■ **What you need to do**
Find every line in the material below that contains the word "dock", and copy each of those lines. Matches are case-sensitive.

■ **Data section**
·····
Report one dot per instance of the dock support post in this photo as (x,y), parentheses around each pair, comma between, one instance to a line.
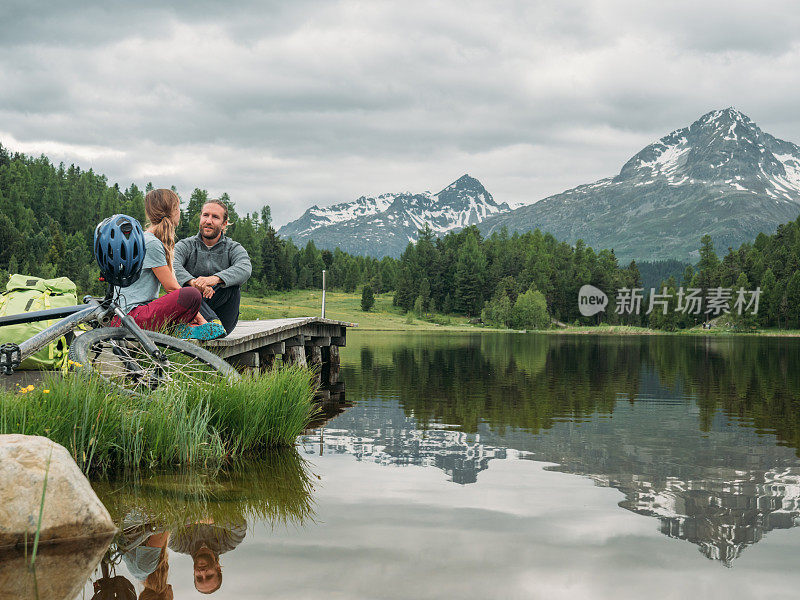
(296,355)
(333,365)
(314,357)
·····
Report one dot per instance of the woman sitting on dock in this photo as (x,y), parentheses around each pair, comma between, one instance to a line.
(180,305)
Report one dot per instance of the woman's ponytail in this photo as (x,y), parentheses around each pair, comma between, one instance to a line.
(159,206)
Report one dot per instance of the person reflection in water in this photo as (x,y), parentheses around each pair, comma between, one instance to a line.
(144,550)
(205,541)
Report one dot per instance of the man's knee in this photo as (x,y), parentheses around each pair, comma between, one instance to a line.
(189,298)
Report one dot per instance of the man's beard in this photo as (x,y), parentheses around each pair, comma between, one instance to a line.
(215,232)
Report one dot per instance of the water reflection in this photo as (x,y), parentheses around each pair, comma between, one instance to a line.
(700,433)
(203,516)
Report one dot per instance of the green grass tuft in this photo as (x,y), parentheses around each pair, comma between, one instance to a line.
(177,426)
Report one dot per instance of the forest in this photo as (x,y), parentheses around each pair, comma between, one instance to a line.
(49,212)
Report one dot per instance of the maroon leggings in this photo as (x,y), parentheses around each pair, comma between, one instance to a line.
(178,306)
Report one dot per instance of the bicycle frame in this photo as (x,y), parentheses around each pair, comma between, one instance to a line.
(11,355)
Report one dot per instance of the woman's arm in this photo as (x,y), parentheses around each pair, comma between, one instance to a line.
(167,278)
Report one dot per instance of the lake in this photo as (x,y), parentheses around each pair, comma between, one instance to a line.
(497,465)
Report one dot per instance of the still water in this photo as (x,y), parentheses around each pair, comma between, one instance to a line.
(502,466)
·····
■ **The reply**
Report one dot per instance of the dock support post in this photo as (x,y), parentheses around each pair, comma between, one instance to a line.
Report one dot per instance of the woman sitting on dock in this photo as (x,y), parentheses around each pair, comma between, one instance to a line.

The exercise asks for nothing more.